— STATED TASK —
Write out the following data verbatim, line by line, omitting the pictures from your copy.

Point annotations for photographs
◇ ◇ ◇ ◇

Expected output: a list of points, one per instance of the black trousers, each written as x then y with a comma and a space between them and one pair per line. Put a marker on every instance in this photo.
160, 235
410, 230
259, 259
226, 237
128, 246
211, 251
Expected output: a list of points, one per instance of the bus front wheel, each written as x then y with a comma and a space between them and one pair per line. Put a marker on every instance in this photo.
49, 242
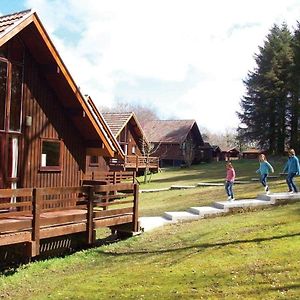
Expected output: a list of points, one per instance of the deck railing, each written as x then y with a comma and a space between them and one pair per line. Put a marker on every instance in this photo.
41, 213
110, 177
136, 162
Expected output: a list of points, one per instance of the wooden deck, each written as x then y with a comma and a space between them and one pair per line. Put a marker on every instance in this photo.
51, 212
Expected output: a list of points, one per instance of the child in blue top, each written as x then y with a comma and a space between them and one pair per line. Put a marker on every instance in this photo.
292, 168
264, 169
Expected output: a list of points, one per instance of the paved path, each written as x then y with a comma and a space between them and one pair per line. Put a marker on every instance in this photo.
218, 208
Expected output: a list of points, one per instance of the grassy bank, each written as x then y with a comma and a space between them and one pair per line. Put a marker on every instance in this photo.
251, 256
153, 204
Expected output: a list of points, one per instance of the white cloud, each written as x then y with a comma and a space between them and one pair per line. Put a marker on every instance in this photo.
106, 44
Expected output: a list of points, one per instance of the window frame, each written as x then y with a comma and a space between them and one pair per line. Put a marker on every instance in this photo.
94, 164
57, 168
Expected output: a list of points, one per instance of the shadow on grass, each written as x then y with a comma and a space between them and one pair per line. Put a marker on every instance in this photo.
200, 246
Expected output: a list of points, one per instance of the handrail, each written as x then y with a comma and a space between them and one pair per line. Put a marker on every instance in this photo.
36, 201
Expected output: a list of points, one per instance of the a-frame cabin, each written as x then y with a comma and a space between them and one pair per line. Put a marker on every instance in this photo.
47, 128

◇ ◇ ◇ ◇

— SOLUTION TO THE PROBLEM —
Expected output: a list of points, one per instance of the black trousers, each written as x then y with a comma and a space between them and one pair per line. Put a marker on every instance in this photo.
160, 235
410, 230
259, 259
226, 237
128, 246
211, 251
Expected output: a list of points, one per instance of the bus front wheel, each written as x then y with a comma and a space between them and one pair per line. Put a marker on every instance in this photo.
49, 242
Expected output: a list of points, one per instance of the deck railing, each written as x then y with a comma and a space between them and one pair per line. Put a marker on every instance in this photo.
41, 213
110, 177
136, 162
Expected output: a list of points, one per instance of the wooden deck, each written as x then y with a comma and a space between them and one pair per line. Put a marker on every instance in this photo.
51, 212
Expected output: a list of points, one per instance of the child in blue top, each written as x then y with a comma and a space between them and one pair per line. Put a marker on every instance in this photo.
292, 168
264, 169
Expected output: a list of points, one per instance of the paved path, each written as x then y with a comma and a space between them and one pair per line. Put a marker on every instance in this photo.
218, 208
Expected output: a list of points, one per instance of the grassy bank, each written as x then y with a comma and a space between them and one pair per line. Put a marker on every instance in this photo.
251, 256
153, 204
Expected output: a list of points, one per instance of the white cloud, each written as x then y with a comma and a space between them and one pair per line. Put a marker on every instance in this photo.
106, 44
Expected output: a list of points, one per instance of the window frame, each written as x then y with a comma and a space between them and one pair per line. Put a marker on every instance in this photo.
94, 164
57, 168
Expected output: a list of points, one per instance of the shadow on grass, each written as x then y with a comma and a space between them and one pair per line. Put a marker on every instance in this photo.
200, 246
Expected output: a list of points, one per instance of the handrail, each written as x then y with a comma and a space between them and one pair per line. Put a marker on every instance in this photo.
36, 201
Expected output: a list of points, one per instance of the a-frame cabin, each written as x then y with a comma and a space between them and one pair per line. Put a marker on every instance in this photo.
47, 128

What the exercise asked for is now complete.